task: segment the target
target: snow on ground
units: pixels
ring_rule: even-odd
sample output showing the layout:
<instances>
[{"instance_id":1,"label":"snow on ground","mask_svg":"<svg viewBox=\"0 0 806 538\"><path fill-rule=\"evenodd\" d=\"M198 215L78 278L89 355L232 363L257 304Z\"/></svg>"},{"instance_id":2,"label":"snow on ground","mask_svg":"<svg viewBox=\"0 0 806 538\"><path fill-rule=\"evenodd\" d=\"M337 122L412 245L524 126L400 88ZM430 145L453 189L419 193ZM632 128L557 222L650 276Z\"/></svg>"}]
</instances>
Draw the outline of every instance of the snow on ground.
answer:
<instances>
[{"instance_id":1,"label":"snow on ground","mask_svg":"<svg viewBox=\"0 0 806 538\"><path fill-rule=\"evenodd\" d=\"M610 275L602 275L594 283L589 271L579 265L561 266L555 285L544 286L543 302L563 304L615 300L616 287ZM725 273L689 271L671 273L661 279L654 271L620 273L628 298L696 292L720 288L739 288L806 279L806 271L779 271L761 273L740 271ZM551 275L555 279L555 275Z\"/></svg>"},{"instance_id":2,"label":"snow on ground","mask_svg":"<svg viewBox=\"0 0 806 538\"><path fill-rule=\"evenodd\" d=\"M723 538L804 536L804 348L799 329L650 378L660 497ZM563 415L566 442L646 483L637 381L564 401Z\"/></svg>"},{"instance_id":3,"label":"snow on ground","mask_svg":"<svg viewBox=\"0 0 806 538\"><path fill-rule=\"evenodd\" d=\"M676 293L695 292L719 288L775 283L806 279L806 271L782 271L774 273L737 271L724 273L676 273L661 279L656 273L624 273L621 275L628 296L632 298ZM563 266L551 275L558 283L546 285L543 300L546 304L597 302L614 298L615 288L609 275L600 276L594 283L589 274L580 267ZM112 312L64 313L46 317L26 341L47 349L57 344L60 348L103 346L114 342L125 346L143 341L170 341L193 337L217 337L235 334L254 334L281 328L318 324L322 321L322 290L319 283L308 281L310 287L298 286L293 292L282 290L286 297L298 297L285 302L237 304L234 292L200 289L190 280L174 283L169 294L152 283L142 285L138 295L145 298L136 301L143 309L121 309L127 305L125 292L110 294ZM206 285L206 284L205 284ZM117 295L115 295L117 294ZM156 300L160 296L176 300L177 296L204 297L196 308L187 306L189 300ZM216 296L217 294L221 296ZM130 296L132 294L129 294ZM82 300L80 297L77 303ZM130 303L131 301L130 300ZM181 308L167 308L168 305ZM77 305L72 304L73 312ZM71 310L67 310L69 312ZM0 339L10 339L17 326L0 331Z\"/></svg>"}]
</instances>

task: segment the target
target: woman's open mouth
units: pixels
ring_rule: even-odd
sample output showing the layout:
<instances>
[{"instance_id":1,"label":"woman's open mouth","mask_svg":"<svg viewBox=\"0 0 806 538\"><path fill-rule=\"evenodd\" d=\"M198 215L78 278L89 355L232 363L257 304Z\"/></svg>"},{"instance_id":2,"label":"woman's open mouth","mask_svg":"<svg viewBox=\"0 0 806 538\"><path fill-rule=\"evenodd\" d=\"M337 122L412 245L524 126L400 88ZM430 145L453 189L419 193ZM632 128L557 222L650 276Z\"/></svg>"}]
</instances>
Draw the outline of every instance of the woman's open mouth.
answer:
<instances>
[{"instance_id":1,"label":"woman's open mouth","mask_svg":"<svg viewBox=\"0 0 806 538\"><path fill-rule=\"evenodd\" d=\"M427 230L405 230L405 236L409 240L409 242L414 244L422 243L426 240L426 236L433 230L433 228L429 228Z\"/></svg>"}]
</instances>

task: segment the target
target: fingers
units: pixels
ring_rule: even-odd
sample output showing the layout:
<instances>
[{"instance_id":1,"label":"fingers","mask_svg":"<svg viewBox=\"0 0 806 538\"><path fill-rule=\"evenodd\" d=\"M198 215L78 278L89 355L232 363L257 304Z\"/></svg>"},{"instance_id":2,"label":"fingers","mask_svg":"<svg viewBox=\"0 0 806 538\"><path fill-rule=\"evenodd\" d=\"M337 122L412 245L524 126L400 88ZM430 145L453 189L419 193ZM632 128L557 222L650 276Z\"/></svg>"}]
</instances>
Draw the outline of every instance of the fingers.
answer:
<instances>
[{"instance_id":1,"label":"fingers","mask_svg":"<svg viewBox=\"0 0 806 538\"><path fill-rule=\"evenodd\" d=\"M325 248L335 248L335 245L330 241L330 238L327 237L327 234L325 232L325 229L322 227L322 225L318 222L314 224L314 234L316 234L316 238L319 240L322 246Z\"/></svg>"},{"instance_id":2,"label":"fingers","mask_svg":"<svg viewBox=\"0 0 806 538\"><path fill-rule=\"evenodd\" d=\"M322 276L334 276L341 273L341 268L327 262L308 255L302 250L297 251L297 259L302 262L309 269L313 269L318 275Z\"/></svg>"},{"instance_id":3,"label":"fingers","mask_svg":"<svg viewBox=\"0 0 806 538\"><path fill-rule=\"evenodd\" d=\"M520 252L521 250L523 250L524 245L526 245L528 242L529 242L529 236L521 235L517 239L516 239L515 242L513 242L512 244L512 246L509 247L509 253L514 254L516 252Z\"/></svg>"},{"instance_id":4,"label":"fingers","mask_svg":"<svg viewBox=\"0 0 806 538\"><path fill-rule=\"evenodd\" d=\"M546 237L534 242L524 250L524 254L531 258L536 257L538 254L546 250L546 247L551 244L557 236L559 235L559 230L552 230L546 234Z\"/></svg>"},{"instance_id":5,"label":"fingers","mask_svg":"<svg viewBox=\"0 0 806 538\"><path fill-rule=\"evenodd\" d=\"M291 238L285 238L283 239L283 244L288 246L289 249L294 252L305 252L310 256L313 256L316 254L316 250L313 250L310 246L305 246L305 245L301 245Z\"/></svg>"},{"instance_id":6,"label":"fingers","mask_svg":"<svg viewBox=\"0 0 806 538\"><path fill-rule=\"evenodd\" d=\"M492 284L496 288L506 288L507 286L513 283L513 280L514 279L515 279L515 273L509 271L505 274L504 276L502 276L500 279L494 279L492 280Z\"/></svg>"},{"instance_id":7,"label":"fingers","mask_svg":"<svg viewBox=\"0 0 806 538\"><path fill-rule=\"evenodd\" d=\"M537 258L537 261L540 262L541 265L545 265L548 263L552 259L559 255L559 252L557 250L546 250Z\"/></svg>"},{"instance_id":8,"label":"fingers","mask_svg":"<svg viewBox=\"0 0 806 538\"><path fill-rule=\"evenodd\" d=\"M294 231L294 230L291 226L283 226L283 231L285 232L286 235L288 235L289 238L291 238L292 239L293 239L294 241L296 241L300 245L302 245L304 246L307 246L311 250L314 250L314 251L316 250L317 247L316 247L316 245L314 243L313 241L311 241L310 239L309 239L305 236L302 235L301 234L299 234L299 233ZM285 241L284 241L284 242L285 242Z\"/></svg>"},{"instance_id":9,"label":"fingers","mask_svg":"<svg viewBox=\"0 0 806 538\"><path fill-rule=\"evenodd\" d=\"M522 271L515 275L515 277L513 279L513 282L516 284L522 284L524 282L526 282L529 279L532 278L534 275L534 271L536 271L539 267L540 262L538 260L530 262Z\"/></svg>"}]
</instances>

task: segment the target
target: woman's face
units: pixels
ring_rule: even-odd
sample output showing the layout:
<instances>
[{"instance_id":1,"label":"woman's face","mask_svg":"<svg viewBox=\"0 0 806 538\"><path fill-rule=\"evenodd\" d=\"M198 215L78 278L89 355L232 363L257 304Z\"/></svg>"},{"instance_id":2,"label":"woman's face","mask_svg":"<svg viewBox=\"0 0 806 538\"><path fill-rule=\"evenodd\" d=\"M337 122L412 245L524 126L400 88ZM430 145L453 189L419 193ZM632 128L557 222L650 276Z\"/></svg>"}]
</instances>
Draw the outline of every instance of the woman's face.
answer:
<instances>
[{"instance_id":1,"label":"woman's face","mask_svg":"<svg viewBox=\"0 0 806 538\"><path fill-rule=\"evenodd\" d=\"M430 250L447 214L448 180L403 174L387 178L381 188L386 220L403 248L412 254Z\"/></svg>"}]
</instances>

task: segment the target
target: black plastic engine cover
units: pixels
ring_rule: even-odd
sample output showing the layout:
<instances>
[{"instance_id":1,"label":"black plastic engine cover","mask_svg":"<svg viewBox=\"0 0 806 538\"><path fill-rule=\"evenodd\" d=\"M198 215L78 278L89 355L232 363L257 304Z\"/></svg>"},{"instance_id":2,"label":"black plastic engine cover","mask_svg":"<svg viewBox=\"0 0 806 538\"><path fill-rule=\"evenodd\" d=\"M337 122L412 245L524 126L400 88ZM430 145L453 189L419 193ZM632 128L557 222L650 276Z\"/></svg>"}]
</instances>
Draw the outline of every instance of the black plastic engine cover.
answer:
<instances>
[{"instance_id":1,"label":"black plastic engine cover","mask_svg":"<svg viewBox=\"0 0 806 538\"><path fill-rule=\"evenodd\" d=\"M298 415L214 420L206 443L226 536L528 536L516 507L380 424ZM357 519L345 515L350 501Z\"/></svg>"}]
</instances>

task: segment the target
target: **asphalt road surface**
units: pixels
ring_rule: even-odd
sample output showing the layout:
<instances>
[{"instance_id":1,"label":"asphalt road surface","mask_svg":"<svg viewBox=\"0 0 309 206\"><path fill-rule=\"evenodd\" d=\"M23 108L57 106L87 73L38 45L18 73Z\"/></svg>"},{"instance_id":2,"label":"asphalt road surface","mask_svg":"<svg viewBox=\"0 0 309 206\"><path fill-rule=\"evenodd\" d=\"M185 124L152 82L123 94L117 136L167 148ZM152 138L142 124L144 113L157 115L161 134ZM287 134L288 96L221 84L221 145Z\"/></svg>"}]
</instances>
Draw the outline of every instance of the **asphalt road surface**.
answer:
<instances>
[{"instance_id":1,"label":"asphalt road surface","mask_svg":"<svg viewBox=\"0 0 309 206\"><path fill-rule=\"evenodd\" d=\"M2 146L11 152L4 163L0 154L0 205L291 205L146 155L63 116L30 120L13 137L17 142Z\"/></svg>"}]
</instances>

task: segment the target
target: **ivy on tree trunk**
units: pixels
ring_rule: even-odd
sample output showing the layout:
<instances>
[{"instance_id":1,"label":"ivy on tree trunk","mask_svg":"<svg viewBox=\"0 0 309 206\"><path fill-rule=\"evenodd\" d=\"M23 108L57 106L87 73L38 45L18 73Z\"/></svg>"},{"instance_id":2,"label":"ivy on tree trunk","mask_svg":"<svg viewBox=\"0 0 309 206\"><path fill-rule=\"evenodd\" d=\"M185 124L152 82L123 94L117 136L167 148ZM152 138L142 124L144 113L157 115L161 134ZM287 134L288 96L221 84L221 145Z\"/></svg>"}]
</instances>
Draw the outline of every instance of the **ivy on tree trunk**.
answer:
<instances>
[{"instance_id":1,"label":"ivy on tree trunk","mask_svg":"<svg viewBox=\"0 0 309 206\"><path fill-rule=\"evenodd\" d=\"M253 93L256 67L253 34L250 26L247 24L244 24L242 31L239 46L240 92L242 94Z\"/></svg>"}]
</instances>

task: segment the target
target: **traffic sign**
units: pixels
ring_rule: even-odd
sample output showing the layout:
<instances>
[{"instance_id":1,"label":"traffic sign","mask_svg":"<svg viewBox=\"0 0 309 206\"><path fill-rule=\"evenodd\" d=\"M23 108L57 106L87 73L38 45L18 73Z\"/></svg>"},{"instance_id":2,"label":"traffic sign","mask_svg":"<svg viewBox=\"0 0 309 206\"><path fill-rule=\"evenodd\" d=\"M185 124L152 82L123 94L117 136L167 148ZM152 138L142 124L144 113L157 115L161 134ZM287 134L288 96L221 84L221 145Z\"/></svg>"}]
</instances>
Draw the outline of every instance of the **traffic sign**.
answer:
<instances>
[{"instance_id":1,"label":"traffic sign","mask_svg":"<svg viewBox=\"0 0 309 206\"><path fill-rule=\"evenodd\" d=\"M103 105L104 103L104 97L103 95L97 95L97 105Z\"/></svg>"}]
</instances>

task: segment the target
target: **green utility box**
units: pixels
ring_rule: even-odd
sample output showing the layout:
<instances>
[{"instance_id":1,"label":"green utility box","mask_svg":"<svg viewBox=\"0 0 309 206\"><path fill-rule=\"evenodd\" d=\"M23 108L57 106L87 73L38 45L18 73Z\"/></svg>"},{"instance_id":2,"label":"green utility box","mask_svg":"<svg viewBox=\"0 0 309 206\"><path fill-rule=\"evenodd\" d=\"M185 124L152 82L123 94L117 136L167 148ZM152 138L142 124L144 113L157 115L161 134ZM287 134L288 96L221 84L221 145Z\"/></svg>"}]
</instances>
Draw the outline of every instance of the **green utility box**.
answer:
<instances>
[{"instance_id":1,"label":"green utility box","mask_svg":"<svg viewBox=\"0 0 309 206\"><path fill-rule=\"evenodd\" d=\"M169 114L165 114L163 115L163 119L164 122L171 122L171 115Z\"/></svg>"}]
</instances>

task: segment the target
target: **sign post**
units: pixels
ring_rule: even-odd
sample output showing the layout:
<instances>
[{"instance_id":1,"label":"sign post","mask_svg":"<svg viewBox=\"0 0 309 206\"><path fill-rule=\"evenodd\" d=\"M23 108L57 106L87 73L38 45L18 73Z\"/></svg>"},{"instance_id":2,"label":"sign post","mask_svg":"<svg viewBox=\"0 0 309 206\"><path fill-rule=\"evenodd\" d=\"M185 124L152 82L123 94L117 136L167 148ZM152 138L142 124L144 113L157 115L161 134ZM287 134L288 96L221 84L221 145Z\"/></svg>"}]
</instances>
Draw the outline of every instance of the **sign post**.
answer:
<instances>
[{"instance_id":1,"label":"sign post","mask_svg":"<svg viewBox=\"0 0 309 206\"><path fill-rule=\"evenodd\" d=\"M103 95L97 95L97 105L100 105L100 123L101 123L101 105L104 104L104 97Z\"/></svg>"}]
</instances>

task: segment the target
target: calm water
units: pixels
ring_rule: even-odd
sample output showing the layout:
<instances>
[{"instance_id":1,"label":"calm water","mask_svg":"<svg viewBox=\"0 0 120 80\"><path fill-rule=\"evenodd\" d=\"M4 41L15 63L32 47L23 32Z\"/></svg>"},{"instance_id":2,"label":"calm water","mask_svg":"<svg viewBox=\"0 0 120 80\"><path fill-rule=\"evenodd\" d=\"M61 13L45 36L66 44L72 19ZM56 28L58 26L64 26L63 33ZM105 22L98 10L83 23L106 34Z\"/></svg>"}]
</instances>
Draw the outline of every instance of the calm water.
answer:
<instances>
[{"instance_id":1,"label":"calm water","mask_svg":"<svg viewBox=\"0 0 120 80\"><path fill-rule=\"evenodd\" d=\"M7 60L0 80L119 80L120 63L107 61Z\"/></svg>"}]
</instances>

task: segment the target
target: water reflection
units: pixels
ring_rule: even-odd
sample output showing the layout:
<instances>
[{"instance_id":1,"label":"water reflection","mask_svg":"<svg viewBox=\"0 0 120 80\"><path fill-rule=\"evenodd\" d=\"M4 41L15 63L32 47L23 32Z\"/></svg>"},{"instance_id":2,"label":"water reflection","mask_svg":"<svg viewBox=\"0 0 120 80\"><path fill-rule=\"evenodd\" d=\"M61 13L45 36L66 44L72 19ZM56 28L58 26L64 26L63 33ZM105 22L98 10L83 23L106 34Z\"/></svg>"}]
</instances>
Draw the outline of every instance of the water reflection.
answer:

= = =

**WHAT THE EXERCISE ASKS**
Please extract every line above that contains the word "engine", matching its case exactly.

**THE COMPLETED TASK**
target: black plastic engine cover
[{"instance_id":1,"label":"black plastic engine cover","mask_svg":"<svg viewBox=\"0 0 806 538\"><path fill-rule=\"evenodd\" d=\"M198 215L78 278L89 355L232 363L257 304Z\"/></svg>"},{"instance_id":2,"label":"black plastic engine cover","mask_svg":"<svg viewBox=\"0 0 806 538\"><path fill-rule=\"evenodd\" d=\"M337 122L412 245L524 126L400 88ZM430 145L453 189L419 193ZM632 128L557 222L650 276Z\"/></svg>"}]
Draw the outline of every instance of the black plastic engine cover.
[{"instance_id":1,"label":"black plastic engine cover","mask_svg":"<svg viewBox=\"0 0 806 538\"><path fill-rule=\"evenodd\" d=\"M298 415L214 420L206 443L226 536L528 536L516 507L380 424ZM357 519L345 515L350 501Z\"/></svg>"}]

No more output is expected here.